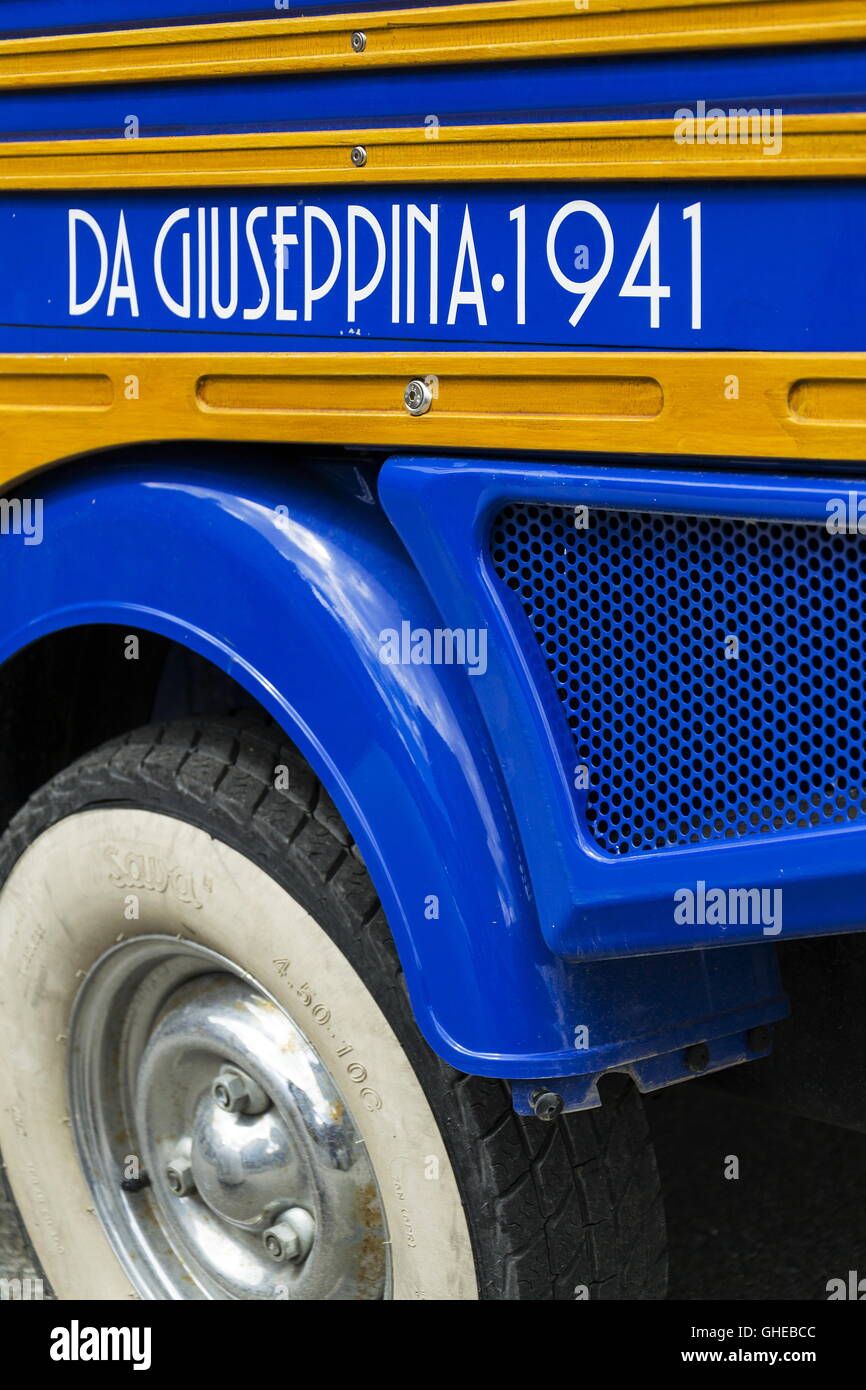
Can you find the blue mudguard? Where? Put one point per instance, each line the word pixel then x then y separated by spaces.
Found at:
pixel 287 580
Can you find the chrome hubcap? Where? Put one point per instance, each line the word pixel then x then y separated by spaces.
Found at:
pixel 257 1182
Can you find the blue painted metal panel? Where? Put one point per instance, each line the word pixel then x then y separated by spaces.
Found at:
pixel 651 85
pixel 292 603
pixel 740 266
pixel 592 905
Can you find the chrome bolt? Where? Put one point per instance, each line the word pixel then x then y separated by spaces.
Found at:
pixel 417 398
pixel 237 1091
pixel 178 1175
pixel 291 1237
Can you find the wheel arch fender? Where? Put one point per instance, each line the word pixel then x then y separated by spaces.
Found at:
pixel 285 577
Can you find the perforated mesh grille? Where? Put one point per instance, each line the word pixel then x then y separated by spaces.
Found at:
pixel 685 745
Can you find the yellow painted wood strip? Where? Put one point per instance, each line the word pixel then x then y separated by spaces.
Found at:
pixel 742 405
pixel 809 146
pixel 509 31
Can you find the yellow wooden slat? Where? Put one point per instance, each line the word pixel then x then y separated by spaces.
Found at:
pixel 745 405
pixel 515 29
pixel 811 146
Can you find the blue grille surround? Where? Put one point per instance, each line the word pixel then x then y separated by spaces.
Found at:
pixel 687 736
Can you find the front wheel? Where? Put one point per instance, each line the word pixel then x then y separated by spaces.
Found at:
pixel 213 1084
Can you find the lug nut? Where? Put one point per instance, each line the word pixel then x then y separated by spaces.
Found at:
pixel 291 1237
pixel 178 1176
pixel 237 1091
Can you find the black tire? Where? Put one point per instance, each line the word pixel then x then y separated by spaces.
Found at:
pixel 552 1208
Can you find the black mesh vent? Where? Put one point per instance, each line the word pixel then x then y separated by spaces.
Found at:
pixel 683 744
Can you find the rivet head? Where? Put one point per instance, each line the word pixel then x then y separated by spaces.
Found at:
pixel 697 1058
pixel 417 398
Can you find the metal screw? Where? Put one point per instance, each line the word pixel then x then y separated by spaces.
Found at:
pixel 291 1237
pixel 178 1176
pixel 546 1105
pixel 697 1058
pixel 237 1091
pixel 417 398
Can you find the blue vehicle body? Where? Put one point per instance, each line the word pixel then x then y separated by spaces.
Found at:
pixel 531 952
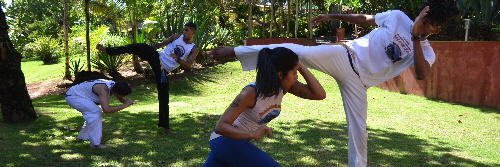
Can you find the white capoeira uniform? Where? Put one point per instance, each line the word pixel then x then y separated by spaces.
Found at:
pixel 81 98
pixel 358 65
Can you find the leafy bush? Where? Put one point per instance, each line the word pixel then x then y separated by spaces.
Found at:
pixel 48 49
pixel 76 67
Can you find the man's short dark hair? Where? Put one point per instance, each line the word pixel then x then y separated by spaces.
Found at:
pixel 190 25
pixel 122 88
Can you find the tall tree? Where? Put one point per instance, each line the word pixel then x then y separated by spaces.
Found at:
pixel 15 101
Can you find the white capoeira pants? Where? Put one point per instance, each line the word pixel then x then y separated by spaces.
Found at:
pixel 334 61
pixel 92 127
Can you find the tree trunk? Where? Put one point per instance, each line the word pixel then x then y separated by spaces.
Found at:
pixel 15 102
pixel 135 59
pixel 87 33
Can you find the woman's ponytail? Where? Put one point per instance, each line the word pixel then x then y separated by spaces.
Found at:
pixel 269 63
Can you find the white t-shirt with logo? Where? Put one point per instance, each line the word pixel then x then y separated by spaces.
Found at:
pixel 167 62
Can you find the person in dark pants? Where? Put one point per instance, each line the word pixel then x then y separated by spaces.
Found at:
pixel 180 50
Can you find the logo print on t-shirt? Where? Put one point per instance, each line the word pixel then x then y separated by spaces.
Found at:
pixel 179 51
pixel 393 52
pixel 270 116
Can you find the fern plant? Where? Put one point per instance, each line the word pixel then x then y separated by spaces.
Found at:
pixel 76 66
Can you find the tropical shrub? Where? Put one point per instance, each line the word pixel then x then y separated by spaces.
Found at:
pixel 47 49
pixel 107 63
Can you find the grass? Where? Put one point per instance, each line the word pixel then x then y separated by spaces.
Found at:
pixel 404 130
pixel 35 71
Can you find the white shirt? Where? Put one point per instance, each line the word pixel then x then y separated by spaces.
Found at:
pixel 84 89
pixel 370 50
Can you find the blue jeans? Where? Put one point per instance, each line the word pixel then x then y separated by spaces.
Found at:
pixel 231 152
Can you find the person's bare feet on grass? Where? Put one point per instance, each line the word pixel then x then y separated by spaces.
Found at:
---+---
**TASK GOAL:** Extract every line of the records above unchanged, and leave the pictures out.

**COMPLETED EXERCISE:**
Can you find the blue mudguard? Where? Put one point per instance, each line the word pixel then x then y separated by spaces.
Found at:
pixel 287 580
Can you find the chrome hubcap? Where? Put one point per instance, each line the word pixel then x then y separated by spaces.
Found at:
pixel 257 1182
Can you find the blue painted metal panel? Where? Put one point per instance, each line the word pixel then x then y separated by spaces.
Found at:
pixel 651 85
pixel 292 603
pixel 740 266
pixel 592 905
Can you find the chrome bolt? Where? Put one point per instance, each line the word pixel then x then y separated by spaces.
Found at:
pixel 417 398
pixel 237 1091
pixel 178 1175
pixel 291 1237
Can you find the wheel arch fender? Where? Put one point per instance, each line the word pixel then x then y separated by spaces.
Found at:
pixel 285 577
Can you find the perforated mesh grille? Where? Put one point per instance, each line the word pixel then x then y separated by spaces.
Found at:
pixel 685 745
Can you find the yellow painted wood strip? Where? Put one point per instance, each line the word pixel then x then y separated by spaces.
Found at:
pixel 742 405
pixel 809 146
pixel 509 31
Can you find the yellow wooden slat? Where? Put one point per instance, each line the word pixel then x then y separated by spaces.
Found at:
pixel 745 405
pixel 515 29
pixel 811 146
Can you find the blue grille surround? Where? Put one point per instance, each line the word pixel then x then y separated by spaces.
Found at:
pixel 687 736
Can you find the front wheel? Where? Put one point per instance, each line the word pixel then x then y separated by spaces.
Found at:
pixel 213 1084
Can you find the lug nut? Where? Put one point per instance, each line the word pixel then x then y separated by spaces.
Found at:
pixel 291 1237
pixel 178 1176
pixel 237 1091
Can you find the black tire? Where? Put one point per instance, each line the word pixel then x then y separated by spaces.
Found at:
pixel 552 1208
Can you find the black mesh vent? Where? Put one point per instance, each line the word pixel then x then y separated by spaces.
Found at:
pixel 683 744
Can you find the rivet head? Where? Put one point per instance, each line the word pixel then x then y separated by spaces.
Found at:
pixel 697 1058
pixel 417 398
Can you find the metal screw? Where? Put one point per instance, each line the word pixel then x then y separated by spaces.
Found at:
pixel 291 1237
pixel 178 1176
pixel 546 1105
pixel 697 1058
pixel 237 1091
pixel 417 398
Can you find the blue vehicle body? Where? Put one point per instance, each line the word pixel then x then y separated by spaces.
Found at:
pixel 531 952
Can you find the white capoeira uniform? Where? Put one point per instance, each line the word pixel then x then y separated by spaces.
Found at:
pixel 81 98
pixel 358 65
Can you find the leafy bush? Where? Put one point per instance, each line the word pixel then x then y separated by spaces.
Found at:
pixel 48 49
pixel 76 67
Can you find the man's short dark hair? Where? Put one point per instance, each line the word pixel then x then y separated by spaces.
Found at:
pixel 190 25
pixel 122 88
Can you find the tall tree? Where? Put one point per instance, each line the word pixel then x then y separated by spaces.
Found at:
pixel 15 101
Can you find the white capoeira pants? Where? Put one point per instance, each line the word pixel then x then y separated by spaces.
Found at:
pixel 334 61
pixel 92 127
Can you find the tree trunk? Where? Put one point per instance, each line the word pixel then x then y separated by spaces.
Found at:
pixel 15 102
pixel 135 59
pixel 87 33
Can you find the woman's ponytail? Where? Put one point per instance, each line the word pixel then x then y separated by spaces.
Found at:
pixel 269 63
Can you find the white t-shirt with logo? Where? Put one point per instance, each line the word pixel then x then y separated by spaces.
Found at:
pixel 167 62
Can you find the person in dark pants? Where? Put one point per instance, each line the word pixel then x then y separated by spaces.
Found at:
pixel 180 50
Can you find the logo print on t-shirt? Where? Put one point per instance, each line the word pixel then x then y separated by spaces.
Found at:
pixel 179 51
pixel 393 52
pixel 270 116
Can you find the fern plant? Where? Put one point per instance, each line the word pixel then x then y separated by spaces.
Found at:
pixel 76 66
Can you find the tropical shrub? Where? Put one point per instance, each line the word pixel then x then y separated by spaces.
Found at:
pixel 47 49
pixel 107 63
Can you find the grass? Where? Put one point per instance, each line the word pixel then x then y separated by spaces.
Found at:
pixel 404 130
pixel 35 71
Can you find the white shirt? Where? Put one point per instance, each line the word pixel then x then y separated by spaces.
Found at:
pixel 84 89
pixel 370 50
Can you find the blue jeans? Where? Put one point per instance, each line the word pixel then x then y separated by spaces.
Found at:
pixel 231 152
Can you find the person's bare feet on grass? Where? Put one point per instance, each line the word pixel then x then y separated by spaces.
Found at:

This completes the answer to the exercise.